> Work to be completed
Quote the lines below exactly, from the line containing "the horse head" through the last line, including both ends. Leave the pictures out of your answer.

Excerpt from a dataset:
------------------------------------------------------------
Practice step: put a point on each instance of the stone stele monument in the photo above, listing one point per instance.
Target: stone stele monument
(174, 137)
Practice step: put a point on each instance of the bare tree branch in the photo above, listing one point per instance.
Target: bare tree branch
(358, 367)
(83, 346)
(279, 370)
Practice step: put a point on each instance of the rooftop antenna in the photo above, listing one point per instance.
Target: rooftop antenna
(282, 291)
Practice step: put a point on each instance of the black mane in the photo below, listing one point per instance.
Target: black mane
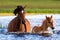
(19, 8)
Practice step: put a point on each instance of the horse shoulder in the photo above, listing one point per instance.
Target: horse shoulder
(27, 25)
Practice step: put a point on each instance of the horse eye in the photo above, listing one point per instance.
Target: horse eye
(49, 22)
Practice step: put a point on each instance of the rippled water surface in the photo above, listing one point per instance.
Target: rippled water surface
(34, 20)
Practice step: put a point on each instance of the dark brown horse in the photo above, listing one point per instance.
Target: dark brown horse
(43, 29)
(19, 23)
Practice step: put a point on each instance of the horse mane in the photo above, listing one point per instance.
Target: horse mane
(19, 8)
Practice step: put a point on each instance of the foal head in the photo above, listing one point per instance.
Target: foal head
(49, 22)
(20, 11)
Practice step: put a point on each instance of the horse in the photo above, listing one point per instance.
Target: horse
(19, 23)
(43, 29)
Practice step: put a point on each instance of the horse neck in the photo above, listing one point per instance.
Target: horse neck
(44, 25)
(20, 16)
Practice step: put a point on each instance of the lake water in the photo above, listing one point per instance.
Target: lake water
(34, 20)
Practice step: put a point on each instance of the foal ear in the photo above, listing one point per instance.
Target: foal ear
(25, 6)
(51, 16)
(46, 17)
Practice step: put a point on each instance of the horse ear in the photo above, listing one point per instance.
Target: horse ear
(46, 17)
(15, 11)
(25, 6)
(51, 16)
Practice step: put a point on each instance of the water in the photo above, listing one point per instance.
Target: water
(34, 20)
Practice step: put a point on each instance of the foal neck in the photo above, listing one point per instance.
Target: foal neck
(44, 25)
(21, 16)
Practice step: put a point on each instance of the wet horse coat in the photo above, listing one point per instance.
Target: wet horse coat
(43, 29)
(19, 23)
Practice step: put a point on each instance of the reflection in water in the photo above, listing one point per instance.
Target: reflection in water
(34, 20)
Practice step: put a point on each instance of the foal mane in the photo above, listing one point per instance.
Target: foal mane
(19, 8)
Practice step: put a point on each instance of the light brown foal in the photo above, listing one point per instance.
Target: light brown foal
(19, 23)
(43, 29)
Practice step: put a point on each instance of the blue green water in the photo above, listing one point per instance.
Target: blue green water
(34, 20)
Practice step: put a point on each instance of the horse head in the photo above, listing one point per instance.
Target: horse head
(20, 11)
(49, 22)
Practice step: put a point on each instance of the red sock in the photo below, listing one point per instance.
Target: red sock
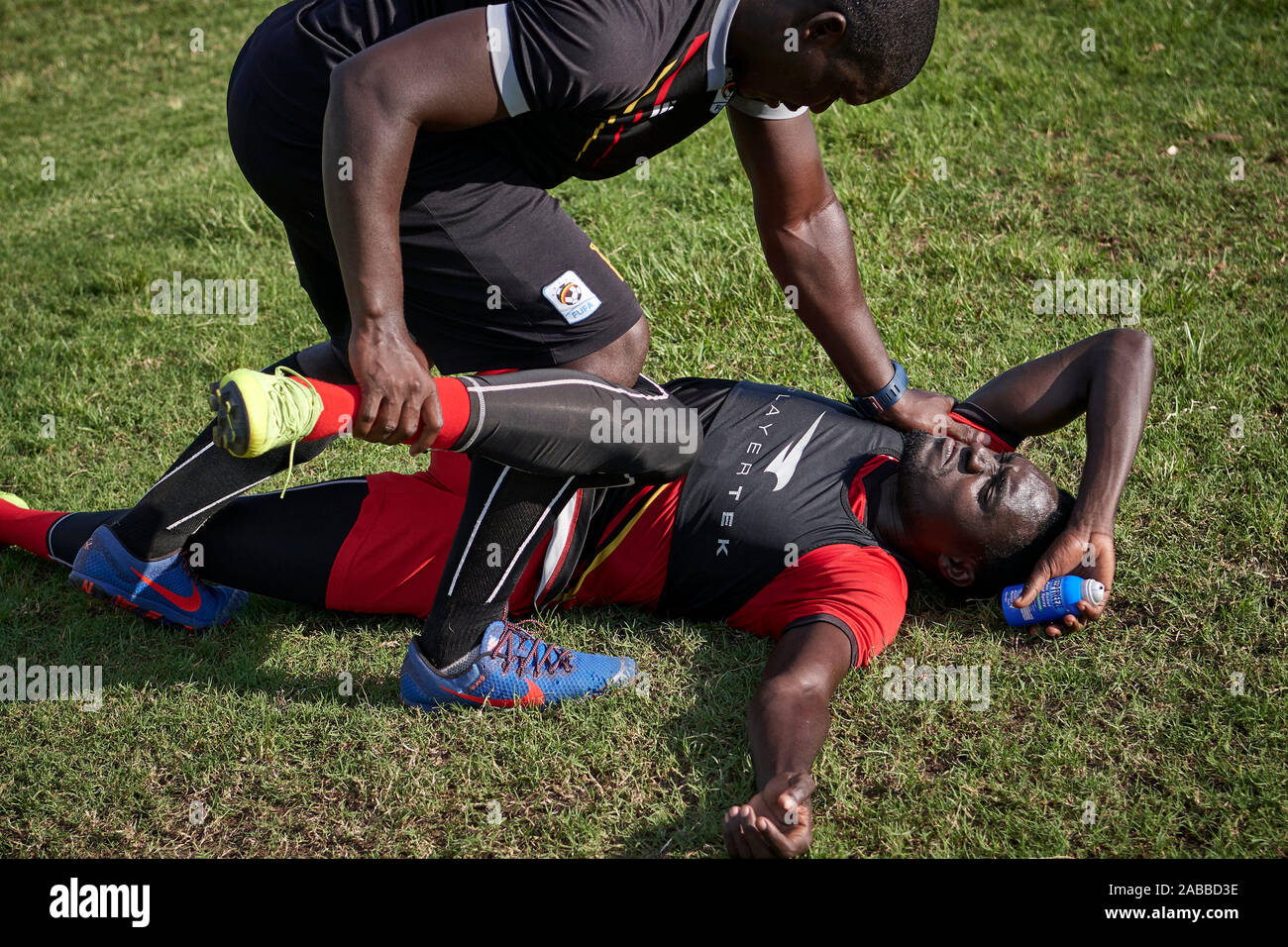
------------------------------------------------------------
> Final result
Practice step: put a point on each instance of the horse head in the photo above, listing one point per instance.
Target: horse head
(20, 11)
(49, 22)
Practice step: put a point on each instance of the red sock in the photo below, listing one point per instance.
Target: red sock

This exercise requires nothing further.